→ Your objective:
Copy the records that follow exactly as written, but not their pictures.

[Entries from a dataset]
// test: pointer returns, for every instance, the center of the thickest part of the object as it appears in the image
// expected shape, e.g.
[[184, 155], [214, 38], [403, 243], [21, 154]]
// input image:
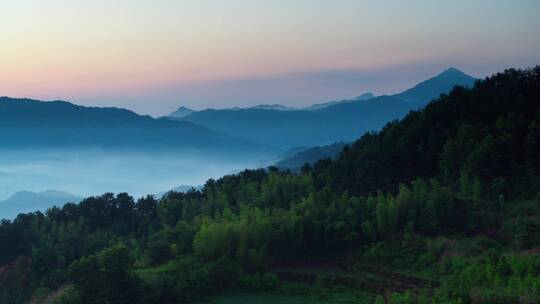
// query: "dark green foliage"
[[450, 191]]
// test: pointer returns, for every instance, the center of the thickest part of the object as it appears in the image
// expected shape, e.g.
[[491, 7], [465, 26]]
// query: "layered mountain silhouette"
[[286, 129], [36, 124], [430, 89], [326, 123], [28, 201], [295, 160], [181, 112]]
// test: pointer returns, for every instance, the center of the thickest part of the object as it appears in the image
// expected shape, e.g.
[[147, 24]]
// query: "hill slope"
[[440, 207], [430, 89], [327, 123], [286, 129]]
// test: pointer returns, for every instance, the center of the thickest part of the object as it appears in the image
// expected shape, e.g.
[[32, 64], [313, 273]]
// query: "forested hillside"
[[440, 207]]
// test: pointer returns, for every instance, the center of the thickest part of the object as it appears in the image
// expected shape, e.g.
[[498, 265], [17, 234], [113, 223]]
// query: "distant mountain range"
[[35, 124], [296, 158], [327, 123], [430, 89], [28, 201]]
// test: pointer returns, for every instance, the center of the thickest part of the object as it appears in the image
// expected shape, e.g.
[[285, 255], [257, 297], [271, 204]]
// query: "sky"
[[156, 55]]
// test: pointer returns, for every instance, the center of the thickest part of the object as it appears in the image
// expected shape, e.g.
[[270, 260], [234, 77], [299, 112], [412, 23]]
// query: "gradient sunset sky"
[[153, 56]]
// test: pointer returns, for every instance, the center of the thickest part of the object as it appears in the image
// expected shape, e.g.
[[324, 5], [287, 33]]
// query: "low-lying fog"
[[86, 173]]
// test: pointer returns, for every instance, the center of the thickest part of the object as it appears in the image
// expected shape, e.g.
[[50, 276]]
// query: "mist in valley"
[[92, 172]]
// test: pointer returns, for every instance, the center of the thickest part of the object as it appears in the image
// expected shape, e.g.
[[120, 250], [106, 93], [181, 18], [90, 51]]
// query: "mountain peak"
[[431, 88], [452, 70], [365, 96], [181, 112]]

→ Answer to this exercise:
// test: pointer returns, for every instance, the center of the thickest part of the object as it appears in the image
// expected shape, e.g.
[[184, 155], [214, 38], [403, 243], [21, 154]]
// input image:
// query: "dark green foliage"
[[450, 191]]
// test: pointer returns, for every instance, the center of the thickest part of the object as it appears in the image
// expected shape, e.g.
[[491, 7], [465, 26]]
// query: "layered mountain silhouette"
[[286, 129], [36, 124], [430, 89], [326, 123], [28, 201], [295, 160], [181, 112]]
// test: pointer returns, for every instance, the center of the thickest part of the object as it appears in the image
// expected shape, e.g.
[[147, 24]]
// query: "hill slope"
[[440, 207], [430, 89], [327, 123], [286, 129]]
// test: pointer returns, for every instance, the center of the thickest part of the object as it appears in the image
// expected shape, e.g.
[[32, 64], [313, 273]]
// query: "forested hillside"
[[440, 207]]
// test: pointer returns, for every instance, the center of the thickest part of the object as it appears in the image
// expected shape, e.g.
[[498, 265], [17, 234], [113, 223]]
// query: "distant mountain range"
[[35, 124], [296, 158], [327, 123], [430, 89], [28, 201]]
// test: pointer returns, for every instance, the center of the thickest part of the object as it appears in the image
// expected shape, e.g.
[[285, 255], [257, 297], [271, 204]]
// query: "sky"
[[156, 55]]
// test: pointer returns, for every instance, the center of the thickest part of the object as it appears in the image
// expected shape, e.g.
[[270, 260], [234, 77], [299, 112], [412, 23]]
// query: "gradient sunset sky"
[[153, 56]]
// test: pointer returns, for every instance, the center of the thickest part of the object as it appears in the image
// expected shape, e.g.
[[324, 5], [287, 33]]
// query: "low-lying fog"
[[86, 173]]
// test: pointer returns, for every instance, the center of the thickest part of the object as it appears in the image
// expected shape, e.g.
[[50, 276]]
// query: "mist in valley"
[[92, 172]]
// test: pointer returns, for every instance, the center of the thickest part of the object as it appears in the image
// expected shape, e.g.
[[120, 250], [106, 93], [181, 18], [90, 51]]
// query: "mountain peak"
[[431, 88], [452, 70], [365, 96], [181, 112]]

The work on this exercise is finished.